## Task prompt
Continue the text on the Museum of Contemporary Art Taipei, starting after its last sentence.

## Supplied text
*** Block opens ***

Museum in Datong, Taipei, Taiwan

The Museum of Contemporary Art Taipei (MoCA Taipei; 台北當代藝術館 (台北当代艺术馆, Táiběi Dāngdài Yìshùguǎn)) is a museum of contemporary art, located in Datong District, Taipei, Taiwan.

==History==
The museum building was built during the Japanese rule in 1921 for what became Kensei Elementary School. After the handover of Taiwan from Japan to the Republic of China, in 1945 it hosted the Taipei City Government and became an important landmark, thanks to its highly recognizable symmetrical building and belltower in historic style.

After the city government moved to a new location in the Xinyi District in 1993, it was designated as a historical building and underwent renovations along with Jian Cheng Junior High School. The Museum of Contemporary Art, Taipei opened on 27 May 2001 within the building, the first museum in Taiwan to be dedicated exclusively to contemporary art. The rest of the building is occupied by Jian Cheng Junior High School.

==Exhibitions==
While showcasing mainly contemporary Taiwanese art, under director Shih Jui-jen its activities have become increasingly international. In 2009, it organized a solo show of Taiwanese artist Yang Maolin as a pavilion at the Venice Biennale. In 2009 and 2010 it collaborated with MoCA Shanghai, Today Art Museum Beijing, and Guangdong Museum of Art in the organization of the Animamix Biennial.

*** Block closes ***

## Information supplied
*** Block opens ***

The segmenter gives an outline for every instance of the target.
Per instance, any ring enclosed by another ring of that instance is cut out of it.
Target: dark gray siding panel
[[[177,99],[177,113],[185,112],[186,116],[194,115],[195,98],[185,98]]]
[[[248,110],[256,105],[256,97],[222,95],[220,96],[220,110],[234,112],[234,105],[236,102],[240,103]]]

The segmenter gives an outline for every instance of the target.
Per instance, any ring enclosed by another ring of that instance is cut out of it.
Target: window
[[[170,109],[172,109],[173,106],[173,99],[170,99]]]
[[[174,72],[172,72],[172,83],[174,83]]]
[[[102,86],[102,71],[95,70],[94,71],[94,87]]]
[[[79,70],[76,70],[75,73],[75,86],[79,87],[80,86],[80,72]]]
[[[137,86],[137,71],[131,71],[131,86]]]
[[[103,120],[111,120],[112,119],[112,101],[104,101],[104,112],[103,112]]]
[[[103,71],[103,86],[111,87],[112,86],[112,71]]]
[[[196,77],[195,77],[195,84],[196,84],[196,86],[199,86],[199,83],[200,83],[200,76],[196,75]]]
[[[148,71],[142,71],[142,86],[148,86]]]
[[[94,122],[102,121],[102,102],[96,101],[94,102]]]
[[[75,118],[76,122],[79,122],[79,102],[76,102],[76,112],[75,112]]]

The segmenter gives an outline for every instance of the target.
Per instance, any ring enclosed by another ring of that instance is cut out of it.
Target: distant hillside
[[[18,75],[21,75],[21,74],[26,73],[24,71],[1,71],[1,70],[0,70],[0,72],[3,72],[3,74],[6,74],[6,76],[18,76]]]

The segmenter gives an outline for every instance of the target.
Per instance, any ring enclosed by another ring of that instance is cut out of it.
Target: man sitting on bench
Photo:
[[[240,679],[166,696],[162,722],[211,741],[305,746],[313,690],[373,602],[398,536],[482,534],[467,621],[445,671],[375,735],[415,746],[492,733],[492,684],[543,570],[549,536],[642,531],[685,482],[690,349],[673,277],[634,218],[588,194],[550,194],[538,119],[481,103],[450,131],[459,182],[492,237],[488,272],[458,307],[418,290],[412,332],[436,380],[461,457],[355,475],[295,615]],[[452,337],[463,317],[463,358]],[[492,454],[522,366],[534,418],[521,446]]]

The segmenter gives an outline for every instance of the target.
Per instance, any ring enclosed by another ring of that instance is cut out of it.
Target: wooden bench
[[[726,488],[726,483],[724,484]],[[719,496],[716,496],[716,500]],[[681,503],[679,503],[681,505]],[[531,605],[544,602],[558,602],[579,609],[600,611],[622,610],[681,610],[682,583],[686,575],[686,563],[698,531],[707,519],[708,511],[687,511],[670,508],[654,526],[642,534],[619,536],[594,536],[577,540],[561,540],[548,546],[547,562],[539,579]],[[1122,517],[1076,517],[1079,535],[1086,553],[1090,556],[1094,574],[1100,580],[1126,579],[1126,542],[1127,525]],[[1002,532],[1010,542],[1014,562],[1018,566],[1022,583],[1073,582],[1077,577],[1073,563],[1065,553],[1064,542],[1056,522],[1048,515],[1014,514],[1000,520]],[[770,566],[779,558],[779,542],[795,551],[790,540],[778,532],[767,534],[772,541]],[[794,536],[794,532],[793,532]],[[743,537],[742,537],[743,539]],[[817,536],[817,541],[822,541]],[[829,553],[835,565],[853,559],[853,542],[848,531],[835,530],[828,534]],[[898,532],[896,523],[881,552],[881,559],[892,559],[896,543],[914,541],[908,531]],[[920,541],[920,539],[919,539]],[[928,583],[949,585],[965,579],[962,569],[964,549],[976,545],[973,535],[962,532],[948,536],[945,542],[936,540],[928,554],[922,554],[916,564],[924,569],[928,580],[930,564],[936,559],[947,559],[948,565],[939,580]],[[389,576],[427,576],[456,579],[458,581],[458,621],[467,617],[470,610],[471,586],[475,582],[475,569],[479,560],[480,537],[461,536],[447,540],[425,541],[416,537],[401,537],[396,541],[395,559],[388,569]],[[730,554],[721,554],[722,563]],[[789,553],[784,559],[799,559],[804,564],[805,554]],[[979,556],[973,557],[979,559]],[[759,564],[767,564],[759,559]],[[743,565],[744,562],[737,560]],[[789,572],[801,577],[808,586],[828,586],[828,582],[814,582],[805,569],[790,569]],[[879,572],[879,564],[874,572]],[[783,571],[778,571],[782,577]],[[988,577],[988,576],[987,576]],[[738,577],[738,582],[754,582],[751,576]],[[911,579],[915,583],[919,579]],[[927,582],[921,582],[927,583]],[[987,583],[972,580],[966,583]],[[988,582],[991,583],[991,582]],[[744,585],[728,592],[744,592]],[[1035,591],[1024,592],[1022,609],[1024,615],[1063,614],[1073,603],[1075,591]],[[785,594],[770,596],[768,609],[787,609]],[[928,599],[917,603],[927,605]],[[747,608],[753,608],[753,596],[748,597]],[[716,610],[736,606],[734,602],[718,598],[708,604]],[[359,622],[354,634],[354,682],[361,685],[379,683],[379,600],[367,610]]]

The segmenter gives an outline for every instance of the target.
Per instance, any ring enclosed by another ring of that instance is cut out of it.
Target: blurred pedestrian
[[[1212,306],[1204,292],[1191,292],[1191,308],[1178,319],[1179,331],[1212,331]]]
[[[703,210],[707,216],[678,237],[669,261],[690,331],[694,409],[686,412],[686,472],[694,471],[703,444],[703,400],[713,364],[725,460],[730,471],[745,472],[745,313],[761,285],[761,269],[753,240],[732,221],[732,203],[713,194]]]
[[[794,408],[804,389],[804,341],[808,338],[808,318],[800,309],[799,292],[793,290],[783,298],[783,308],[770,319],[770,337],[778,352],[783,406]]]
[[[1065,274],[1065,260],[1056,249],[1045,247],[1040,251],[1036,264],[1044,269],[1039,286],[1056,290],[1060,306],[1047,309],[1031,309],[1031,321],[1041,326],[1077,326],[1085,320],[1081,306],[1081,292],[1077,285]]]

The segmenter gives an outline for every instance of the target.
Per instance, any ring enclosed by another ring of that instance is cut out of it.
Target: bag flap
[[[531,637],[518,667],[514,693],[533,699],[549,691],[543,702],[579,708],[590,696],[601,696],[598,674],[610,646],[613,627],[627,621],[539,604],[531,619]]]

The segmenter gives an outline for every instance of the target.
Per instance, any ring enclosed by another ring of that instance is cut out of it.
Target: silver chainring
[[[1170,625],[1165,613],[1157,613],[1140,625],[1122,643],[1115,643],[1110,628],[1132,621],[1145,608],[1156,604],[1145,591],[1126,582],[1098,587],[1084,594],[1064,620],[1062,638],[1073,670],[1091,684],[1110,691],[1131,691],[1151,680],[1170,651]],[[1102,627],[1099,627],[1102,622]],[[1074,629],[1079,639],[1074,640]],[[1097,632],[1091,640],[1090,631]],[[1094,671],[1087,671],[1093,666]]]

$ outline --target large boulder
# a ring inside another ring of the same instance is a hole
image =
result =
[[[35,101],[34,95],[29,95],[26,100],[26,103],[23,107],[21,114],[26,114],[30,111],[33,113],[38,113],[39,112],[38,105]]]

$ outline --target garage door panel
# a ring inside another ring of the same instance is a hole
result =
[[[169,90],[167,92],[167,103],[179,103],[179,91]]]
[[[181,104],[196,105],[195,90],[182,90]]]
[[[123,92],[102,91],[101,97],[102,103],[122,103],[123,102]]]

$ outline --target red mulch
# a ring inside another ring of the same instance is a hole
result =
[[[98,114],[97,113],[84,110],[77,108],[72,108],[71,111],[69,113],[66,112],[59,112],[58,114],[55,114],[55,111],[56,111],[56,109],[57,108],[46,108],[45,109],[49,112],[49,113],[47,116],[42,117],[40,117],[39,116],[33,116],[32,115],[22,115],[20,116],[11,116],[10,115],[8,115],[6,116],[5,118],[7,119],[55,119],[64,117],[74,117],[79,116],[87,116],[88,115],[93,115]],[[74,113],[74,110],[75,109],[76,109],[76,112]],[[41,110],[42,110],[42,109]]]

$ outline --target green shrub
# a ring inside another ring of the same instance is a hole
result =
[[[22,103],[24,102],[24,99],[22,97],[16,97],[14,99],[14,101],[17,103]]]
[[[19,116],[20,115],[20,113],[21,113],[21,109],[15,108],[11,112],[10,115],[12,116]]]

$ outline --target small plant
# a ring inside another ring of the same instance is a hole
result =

*** Block closes ***

## Output
Director Loh Li-chen (2019-2025) continued a focus on international connections and exhibitions, alongside local artists and young talent. MoCA Taipei became a presenting partner of the Han Nefkens Foundation, presenting works of its awardees. In 2023, post the COVID pandemic, she presented NEXUS, the first-ever exhibition in Taiwan to focus exclusively on work by artists living and working in the Caribbean, from May 5 to July 16, 2023, and secured the first stop of the international touring exhibition of 'Love is in the Bin' by Banksy (authorized by Pest Office) reputed as one of the most iconic contemporary artworks of the 21st century, on view at the Museum of Contemporary Art (MoCA), Taipei, from July 1 to August 13, 2023, before the work going into the world.

==Transportation==
The museum is accessible within walking distance South West from Zhongshan Station of the Taipei Metro.